• _WHAT IS REQUIRED_:
Answer these questions from the abstract below on E-cadherin in inflammatory breast cancer:
(a) How much lower were E-cadherin transcript levels in MARY-X than in other E-cadherin positive human breast carcinoma lines?
(b) Which molecule was selectively knocked down, and in what cells?
(c) What structure does E-cadherin overexpression account for in inflammatory breast cancer?

• _DOCUMENT EXCERPT_:
E-cadherin accumulation within the lymphovascular embolus of inflammatory breast cancer is due to altered trafficking.

E-Cadherin functions as a tumor suppressor in some invasive breast carcinomas and metastasis is promoted when its expression is lost. It has been observed, however, that in one of the most aggressive human breast cancers, inflammatory breast cancer (IBC), E-cadherin is overexpressed and this accounts for the formation of the lymphovascular embolus, a structure efficient at metastasis and resistant to chemotherapy through unknown cytoprotective mechanisms. Studies using a human xenograft model of IBC, MARY-X, indicate that the mechanism of E-cadherin overexpression is not transcriptional but related to altered protein trafficking. By real-time RT-PCR, E-cadherin transcript levels in MARY-X were 3- to 11-fold less than in other E-cadherin positive human breast carcinoma lines but the protein levels were 5- to 10-fold greater. In addition, several smaller E-cadherin protein fragments, e.g. 95 kDa, were present. To explain these observations, it was hypothesized that there may be altered protein trafficking. A real-time RT-PCR screen of candidate molecules generally known to regulate protein trafficking was conducted. The screen revealed 3.5- to 7-fold increased ExoC5 level and 10 to 20 fold decreased HRS and RAB7 levels, which was confirmed in human microdissected lymphovascular emboli. Since these alterations may only be correlative with E-cadherin overexpression, one of the molecules, Rab7, was selectively knocked down in MCF-7 cells. An increase in the full length 120 kDa E-cadherin and the de novo appearance of the 95 KD band were observed. These findings suggest that it is the altered E-cadherin trafficking that contributes to its oncogenic rather than suppressive role in IBC.

• _PROVIDED INFORMATION_:
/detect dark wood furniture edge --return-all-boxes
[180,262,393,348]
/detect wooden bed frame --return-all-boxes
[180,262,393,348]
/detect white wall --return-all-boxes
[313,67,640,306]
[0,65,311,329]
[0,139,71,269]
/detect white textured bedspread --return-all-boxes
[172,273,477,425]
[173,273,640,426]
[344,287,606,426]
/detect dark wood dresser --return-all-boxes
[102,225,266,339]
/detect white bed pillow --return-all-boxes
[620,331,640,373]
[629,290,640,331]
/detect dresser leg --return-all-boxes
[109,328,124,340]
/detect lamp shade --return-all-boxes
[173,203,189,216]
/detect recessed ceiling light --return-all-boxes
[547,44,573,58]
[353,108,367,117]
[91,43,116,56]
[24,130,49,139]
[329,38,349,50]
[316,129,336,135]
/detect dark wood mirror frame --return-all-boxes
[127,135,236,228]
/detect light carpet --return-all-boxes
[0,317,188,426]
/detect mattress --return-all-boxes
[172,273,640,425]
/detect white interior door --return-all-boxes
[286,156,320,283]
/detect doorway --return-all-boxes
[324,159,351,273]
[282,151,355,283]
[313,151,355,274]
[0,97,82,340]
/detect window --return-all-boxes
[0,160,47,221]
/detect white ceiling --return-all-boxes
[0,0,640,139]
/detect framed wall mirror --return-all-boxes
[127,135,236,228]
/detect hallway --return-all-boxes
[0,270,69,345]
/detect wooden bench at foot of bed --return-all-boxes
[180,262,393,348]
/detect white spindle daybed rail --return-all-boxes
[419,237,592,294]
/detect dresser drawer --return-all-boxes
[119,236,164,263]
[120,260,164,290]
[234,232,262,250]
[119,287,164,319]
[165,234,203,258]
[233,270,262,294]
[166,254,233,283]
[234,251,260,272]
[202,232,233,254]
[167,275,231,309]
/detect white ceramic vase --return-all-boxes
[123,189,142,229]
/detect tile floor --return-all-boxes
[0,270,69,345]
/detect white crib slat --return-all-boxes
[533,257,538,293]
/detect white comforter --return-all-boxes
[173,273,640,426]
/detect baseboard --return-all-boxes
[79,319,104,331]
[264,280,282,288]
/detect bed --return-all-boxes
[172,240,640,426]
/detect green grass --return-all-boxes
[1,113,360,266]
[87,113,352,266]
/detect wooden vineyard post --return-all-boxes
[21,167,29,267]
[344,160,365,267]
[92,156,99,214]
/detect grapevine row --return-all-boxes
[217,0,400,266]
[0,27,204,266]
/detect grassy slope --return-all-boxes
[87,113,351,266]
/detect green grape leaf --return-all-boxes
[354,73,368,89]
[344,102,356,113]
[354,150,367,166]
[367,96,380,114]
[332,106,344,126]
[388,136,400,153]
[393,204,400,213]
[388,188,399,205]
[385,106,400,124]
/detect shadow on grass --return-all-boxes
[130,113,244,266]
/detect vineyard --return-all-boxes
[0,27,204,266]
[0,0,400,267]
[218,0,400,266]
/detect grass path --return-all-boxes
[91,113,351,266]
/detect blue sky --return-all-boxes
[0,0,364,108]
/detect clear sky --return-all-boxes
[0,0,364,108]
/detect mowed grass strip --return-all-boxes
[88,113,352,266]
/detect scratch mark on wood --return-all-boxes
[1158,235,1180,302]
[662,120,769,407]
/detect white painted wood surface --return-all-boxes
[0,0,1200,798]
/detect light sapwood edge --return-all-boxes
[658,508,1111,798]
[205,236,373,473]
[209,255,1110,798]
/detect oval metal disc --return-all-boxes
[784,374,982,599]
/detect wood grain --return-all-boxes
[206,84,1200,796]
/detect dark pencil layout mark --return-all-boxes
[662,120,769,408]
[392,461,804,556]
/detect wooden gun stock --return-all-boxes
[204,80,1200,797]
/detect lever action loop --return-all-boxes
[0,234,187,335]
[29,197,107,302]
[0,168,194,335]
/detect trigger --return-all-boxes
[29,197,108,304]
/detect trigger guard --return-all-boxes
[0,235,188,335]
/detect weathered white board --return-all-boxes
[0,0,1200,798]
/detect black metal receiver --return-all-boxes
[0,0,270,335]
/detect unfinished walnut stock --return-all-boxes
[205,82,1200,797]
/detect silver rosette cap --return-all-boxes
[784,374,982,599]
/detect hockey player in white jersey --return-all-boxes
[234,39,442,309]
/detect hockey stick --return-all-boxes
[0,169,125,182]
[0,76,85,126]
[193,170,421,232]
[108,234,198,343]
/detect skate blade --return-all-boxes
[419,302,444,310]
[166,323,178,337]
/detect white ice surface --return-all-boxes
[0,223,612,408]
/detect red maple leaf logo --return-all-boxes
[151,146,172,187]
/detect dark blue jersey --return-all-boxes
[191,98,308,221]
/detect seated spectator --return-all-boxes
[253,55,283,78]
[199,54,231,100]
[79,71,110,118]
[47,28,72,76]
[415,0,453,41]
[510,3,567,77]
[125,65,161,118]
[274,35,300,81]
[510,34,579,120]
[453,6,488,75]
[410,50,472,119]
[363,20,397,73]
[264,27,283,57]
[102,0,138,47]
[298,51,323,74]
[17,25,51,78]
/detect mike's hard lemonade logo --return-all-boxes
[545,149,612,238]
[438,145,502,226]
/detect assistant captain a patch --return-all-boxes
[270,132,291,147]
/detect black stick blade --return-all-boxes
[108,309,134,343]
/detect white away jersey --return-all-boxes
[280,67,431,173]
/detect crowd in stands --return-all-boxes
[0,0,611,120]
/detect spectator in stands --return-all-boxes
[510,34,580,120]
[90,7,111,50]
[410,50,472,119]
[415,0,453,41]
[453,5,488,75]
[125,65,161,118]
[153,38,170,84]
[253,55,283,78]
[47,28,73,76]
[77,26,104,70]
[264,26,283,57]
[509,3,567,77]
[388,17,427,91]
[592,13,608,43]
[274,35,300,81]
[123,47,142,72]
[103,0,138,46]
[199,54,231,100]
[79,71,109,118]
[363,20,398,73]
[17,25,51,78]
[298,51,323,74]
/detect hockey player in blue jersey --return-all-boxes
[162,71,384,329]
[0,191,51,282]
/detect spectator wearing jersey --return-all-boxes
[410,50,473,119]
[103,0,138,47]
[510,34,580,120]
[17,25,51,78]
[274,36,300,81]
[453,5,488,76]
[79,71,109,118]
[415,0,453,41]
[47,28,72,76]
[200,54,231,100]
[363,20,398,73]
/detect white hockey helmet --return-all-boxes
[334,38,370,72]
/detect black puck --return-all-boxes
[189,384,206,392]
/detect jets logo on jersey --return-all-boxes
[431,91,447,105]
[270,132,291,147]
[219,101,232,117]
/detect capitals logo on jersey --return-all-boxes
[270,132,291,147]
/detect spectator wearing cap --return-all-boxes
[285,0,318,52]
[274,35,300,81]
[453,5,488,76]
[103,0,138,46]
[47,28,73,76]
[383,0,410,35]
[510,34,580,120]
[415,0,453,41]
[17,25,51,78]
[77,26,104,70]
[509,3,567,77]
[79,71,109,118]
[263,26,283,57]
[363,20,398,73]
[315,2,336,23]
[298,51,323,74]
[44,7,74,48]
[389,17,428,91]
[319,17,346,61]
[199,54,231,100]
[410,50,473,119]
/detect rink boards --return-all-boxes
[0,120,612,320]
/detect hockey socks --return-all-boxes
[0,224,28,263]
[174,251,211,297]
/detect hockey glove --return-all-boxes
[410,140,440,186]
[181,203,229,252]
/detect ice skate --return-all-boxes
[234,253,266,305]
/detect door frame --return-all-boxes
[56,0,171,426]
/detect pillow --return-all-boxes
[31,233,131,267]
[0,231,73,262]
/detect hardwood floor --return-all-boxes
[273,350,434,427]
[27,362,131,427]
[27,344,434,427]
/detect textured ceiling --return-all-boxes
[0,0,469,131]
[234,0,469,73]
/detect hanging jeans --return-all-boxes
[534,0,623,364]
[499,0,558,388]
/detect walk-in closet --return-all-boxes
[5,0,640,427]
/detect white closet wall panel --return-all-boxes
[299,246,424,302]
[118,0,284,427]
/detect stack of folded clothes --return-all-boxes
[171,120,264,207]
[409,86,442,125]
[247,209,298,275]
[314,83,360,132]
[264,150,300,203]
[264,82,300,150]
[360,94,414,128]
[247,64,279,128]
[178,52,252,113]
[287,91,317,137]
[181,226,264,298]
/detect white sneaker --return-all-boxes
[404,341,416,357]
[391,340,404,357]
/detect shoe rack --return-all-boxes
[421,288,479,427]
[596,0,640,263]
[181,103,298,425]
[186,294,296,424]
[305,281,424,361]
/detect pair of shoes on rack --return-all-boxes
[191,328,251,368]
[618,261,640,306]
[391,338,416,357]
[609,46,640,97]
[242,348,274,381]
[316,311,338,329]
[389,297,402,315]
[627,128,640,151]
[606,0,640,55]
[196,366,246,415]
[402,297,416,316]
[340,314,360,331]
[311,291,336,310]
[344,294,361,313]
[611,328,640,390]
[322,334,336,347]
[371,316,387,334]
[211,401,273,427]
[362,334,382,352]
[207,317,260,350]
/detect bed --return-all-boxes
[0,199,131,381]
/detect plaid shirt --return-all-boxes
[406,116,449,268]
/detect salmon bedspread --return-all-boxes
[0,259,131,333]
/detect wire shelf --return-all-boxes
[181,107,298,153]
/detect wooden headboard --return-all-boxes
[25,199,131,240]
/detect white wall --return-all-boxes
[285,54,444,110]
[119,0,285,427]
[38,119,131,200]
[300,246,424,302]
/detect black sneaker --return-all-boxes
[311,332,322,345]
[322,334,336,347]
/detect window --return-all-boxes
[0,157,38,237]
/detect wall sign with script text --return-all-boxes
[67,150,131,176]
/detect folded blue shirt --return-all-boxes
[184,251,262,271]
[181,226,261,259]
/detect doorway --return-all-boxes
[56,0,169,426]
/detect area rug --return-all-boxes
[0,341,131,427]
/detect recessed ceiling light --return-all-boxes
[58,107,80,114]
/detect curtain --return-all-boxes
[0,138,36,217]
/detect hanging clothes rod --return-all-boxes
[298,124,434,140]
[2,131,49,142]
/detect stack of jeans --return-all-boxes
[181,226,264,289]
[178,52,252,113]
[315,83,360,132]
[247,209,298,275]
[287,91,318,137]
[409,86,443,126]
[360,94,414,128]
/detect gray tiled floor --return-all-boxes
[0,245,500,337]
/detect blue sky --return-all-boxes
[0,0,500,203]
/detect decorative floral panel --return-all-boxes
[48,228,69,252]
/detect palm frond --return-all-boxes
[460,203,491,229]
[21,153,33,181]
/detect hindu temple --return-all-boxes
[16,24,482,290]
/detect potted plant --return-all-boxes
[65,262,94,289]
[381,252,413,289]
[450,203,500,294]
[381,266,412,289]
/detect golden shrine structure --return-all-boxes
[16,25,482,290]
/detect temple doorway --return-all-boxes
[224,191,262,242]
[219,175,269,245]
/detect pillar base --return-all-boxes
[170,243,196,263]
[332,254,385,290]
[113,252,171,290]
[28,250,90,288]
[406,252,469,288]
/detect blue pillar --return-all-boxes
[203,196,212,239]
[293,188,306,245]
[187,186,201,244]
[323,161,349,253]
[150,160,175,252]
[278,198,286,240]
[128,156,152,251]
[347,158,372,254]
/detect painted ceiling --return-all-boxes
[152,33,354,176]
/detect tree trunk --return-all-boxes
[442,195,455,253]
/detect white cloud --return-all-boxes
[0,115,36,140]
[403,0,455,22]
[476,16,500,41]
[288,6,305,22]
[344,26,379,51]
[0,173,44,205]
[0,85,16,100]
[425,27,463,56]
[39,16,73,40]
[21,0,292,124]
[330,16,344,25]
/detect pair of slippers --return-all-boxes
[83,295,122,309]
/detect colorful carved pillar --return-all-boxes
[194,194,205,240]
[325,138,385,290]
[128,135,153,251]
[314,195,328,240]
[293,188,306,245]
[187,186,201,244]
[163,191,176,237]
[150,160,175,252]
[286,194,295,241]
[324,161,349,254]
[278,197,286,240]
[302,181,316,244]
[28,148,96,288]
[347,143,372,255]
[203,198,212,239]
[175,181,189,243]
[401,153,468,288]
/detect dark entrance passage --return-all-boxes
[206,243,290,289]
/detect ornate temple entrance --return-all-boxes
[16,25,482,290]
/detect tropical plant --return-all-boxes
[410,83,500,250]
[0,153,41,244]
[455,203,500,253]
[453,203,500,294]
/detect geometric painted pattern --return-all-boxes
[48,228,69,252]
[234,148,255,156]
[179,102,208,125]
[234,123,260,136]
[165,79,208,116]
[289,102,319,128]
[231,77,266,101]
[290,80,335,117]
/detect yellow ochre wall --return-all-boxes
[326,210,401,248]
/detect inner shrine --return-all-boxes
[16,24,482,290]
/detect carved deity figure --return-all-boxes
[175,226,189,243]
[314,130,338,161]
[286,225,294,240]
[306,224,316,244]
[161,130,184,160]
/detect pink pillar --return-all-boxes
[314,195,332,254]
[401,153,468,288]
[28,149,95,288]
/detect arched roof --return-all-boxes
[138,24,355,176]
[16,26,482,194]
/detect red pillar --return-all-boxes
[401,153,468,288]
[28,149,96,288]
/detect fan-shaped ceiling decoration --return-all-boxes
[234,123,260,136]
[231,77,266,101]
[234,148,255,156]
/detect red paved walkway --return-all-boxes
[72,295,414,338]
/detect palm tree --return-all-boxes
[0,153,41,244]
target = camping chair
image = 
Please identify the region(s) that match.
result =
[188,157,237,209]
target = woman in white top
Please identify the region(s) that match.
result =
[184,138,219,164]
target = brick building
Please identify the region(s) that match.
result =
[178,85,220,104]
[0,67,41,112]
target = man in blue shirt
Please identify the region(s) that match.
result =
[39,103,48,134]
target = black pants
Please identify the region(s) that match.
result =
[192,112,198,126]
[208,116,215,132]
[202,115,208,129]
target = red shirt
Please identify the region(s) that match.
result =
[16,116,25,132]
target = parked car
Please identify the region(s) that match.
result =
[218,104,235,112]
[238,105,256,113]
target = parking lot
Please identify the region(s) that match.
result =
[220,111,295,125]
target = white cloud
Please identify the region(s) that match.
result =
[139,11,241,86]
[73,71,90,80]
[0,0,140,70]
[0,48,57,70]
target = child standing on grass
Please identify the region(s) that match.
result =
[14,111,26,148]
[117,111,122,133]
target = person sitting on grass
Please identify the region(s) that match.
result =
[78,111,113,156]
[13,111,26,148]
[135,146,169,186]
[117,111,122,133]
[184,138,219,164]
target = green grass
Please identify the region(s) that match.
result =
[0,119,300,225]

• _EXERCISE ANSWER_:
(a) 3- to 11-fold less.
(b) Rab7, in MCF-7 cells.
(c) The lymphovascular embolus.